*TEXT:*

———

A Small Voice: Conversations With Photographers
A Small Voice: Conversations With Photographers
Episode • Mar 16, 2022 • 1h 27m

Born in Bristol in 1950, Jem Southam is one of the UK's most renowned landscape photographers, working predominately in the South West of England where he lives. 

Jem’s richly detailed works document subtle changes and transitions within the landscape, allowing him to explore cycles of life and death, decay and renewal, through spring and winter, and also to reveal the subtlest of human interventions in the natural landscape. His work is characterised by its balance of poetry and lyricism within a documentary practice and combines topographical observation with other references: personal, cultural, political, scientific, literary and psychological. Jem's working method combines the predetermined and the intuitive. Seen together, his series suggest the forging of pathways towards visual and intellectual resolution.

Jem has had solo exhibitions at The Photographers Gallery, London, Tate St Ives, Cornwall and The Victoria & Albert Museum, London and his work is held in many important collections, both in the UK and internationally.

———

*Excerpts of pointing data:*
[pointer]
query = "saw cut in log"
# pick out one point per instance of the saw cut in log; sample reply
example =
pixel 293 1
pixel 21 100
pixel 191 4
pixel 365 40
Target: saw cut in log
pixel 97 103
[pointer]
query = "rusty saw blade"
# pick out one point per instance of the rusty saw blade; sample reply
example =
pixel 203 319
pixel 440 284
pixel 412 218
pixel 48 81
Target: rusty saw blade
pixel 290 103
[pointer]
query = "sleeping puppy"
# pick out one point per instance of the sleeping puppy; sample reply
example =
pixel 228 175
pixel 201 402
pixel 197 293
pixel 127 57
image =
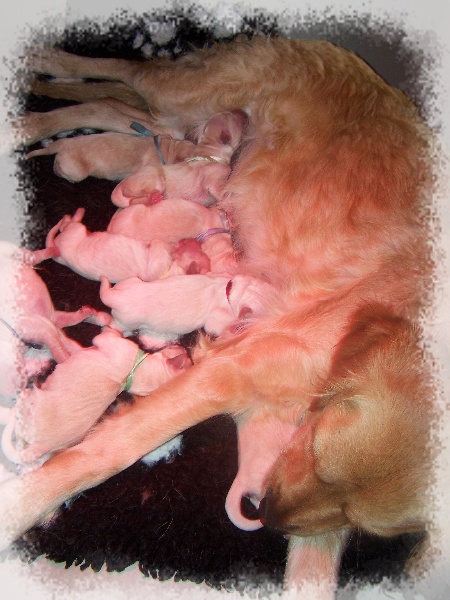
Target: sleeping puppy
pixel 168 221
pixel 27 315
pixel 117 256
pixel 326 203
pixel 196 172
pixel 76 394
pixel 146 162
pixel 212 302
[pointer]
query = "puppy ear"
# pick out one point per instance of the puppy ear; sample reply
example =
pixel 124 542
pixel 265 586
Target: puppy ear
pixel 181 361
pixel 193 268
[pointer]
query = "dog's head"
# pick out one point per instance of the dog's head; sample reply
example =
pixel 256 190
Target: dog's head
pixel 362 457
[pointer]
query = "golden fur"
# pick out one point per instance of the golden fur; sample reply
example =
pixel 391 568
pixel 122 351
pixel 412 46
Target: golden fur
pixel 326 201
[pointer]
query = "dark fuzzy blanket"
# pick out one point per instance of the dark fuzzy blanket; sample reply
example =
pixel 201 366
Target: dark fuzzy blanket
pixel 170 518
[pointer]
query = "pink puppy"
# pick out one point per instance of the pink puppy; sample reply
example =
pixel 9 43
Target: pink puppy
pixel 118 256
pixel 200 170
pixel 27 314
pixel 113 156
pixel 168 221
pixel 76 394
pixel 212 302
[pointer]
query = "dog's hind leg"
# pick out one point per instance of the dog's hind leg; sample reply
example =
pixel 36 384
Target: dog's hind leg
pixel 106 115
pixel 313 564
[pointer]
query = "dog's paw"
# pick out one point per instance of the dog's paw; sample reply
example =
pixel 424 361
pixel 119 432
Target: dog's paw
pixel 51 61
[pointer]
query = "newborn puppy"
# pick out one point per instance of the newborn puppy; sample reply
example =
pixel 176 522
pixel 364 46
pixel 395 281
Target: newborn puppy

———

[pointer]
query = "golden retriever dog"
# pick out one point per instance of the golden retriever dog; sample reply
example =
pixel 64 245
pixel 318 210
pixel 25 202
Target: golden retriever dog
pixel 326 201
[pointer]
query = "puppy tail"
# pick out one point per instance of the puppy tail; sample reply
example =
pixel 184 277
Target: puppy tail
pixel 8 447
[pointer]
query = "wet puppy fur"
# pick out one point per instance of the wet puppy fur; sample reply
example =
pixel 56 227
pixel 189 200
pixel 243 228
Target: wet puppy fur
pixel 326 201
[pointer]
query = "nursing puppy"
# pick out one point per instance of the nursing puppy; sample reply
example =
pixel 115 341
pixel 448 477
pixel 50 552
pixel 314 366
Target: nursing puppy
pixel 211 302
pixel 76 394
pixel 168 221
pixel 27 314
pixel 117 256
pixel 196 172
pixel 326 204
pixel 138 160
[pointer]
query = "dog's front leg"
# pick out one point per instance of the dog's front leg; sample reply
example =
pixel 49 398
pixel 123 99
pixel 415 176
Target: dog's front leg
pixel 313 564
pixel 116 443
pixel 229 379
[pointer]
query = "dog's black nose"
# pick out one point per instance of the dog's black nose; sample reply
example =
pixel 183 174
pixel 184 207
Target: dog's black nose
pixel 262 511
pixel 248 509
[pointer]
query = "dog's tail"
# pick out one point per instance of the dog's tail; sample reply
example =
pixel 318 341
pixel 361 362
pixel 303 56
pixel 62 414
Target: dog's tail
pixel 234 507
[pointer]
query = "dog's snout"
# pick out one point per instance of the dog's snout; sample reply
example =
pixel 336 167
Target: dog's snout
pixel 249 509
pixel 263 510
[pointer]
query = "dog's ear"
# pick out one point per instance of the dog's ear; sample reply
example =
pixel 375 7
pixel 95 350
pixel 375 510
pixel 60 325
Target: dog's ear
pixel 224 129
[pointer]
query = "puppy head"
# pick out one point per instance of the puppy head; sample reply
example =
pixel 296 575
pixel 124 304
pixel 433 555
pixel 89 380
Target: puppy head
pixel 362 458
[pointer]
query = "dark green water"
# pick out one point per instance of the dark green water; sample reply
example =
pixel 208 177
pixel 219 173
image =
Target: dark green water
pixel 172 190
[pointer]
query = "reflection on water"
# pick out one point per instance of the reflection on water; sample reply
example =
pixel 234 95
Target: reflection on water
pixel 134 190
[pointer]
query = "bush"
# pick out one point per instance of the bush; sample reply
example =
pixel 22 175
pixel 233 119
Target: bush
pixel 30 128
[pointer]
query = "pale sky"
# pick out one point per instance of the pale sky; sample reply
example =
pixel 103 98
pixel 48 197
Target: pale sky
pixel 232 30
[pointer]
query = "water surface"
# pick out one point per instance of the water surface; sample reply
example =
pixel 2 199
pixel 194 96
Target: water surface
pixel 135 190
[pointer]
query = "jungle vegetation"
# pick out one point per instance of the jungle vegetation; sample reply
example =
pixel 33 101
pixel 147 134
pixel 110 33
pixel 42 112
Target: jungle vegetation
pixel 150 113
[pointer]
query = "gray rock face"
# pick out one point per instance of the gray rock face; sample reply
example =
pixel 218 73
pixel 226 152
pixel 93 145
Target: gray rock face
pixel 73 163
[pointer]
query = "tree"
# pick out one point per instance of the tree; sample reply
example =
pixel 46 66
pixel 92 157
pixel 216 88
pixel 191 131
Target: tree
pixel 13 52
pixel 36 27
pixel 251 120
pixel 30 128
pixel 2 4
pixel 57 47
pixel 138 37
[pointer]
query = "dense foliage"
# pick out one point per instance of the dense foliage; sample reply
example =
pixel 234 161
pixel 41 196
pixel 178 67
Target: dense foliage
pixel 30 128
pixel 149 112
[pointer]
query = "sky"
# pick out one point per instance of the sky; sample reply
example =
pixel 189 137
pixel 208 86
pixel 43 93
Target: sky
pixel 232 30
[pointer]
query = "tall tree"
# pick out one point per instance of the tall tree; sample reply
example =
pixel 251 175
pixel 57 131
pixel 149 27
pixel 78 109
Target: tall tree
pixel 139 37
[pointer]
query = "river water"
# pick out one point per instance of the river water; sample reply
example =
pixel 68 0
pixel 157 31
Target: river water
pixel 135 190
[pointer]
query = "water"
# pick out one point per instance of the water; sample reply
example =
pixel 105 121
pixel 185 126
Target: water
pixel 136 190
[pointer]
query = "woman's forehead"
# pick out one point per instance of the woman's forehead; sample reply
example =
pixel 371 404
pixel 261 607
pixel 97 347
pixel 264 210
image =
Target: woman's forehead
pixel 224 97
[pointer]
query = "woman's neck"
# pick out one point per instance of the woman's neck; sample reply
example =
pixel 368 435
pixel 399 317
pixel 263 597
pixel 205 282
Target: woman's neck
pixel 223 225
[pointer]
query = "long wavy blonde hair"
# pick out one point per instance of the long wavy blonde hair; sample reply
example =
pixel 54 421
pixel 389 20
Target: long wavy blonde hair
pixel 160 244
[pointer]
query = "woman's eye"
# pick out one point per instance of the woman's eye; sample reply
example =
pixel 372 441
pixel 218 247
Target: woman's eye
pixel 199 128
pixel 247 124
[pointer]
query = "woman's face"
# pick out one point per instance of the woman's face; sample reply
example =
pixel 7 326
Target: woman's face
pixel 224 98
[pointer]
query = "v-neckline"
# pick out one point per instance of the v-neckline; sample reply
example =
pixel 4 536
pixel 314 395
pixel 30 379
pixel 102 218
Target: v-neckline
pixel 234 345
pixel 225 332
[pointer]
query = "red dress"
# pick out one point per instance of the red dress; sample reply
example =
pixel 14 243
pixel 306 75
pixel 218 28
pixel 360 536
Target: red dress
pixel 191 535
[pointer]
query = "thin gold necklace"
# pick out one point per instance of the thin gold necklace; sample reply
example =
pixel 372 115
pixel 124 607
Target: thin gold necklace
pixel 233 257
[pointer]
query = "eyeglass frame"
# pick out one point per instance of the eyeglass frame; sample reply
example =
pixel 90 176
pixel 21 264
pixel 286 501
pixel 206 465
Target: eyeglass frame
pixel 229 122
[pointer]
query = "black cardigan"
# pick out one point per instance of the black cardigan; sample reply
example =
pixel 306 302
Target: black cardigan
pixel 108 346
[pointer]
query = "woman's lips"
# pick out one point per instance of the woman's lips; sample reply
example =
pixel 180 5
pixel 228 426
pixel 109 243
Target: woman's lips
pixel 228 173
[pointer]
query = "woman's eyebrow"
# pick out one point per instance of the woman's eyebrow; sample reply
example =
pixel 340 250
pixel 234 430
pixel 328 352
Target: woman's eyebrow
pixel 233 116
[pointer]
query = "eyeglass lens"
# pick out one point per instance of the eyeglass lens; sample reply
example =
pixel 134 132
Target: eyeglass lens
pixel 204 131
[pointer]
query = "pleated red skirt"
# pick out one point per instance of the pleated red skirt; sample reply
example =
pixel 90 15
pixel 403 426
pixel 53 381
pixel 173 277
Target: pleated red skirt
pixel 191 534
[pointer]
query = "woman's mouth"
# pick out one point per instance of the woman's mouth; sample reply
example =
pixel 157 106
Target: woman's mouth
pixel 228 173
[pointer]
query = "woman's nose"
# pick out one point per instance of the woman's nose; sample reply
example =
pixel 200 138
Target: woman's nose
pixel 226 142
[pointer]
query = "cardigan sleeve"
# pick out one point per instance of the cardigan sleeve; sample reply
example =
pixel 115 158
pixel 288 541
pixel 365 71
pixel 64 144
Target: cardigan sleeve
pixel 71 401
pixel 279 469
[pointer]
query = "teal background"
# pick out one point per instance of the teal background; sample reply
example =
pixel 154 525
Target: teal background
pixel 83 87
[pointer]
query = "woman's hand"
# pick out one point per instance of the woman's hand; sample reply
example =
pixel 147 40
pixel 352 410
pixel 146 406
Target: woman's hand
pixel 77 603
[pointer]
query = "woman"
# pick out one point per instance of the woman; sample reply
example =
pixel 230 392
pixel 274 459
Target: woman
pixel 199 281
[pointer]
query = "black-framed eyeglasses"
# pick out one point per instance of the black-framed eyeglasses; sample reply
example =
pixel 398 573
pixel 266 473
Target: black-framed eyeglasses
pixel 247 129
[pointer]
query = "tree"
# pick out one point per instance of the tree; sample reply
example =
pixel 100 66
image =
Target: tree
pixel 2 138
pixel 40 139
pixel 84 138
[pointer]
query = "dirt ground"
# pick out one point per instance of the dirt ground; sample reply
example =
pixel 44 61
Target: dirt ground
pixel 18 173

———

*WHAT YOU WILL DO:*
[1] Do these statements agree with the Jem Southam description? For each one, answer yes or no and quote the words of the description that decide it. (a) Jem Southam was born in Bristol in 1950. (b) Jem Southam works mainly in the North of England. (c) Jem Southam has had a solo exhibition at Tate St Ives.
[2] Reproduce the passage of the Jem Southam description starting at "Jem’s richly detailed" and ending at "and intellectual resolution.".
These records have no connection to the Jem Southam description.

*ANSWERS:*
[1]
(a) Yes: "Born in Bristol in 1950"
(b) No: "working predominately in the South West of England where he lives"
(c) Yes: "Jem has had solo exhibitions at The Photographers Gallery, London, Tate St Ives, Cornwall"

[2]
Jem’s richly detailed works document subtle changes and transitions within the landscape, allowing him to explore cycles of life and death, decay and renewal, through spring and winter, and also to reveal the subtlest of human interventions in the natural landscape. His work is characterised by its balance of poetry and lyricism within a documentary practice and combines topographical observation with other references: personal, cultural, political, scientific, literary and psychological. Jem's working method combines the predetermined and the intuitive. Seen together, his series suggest the forging of pathways towards visual and intellectual resolution.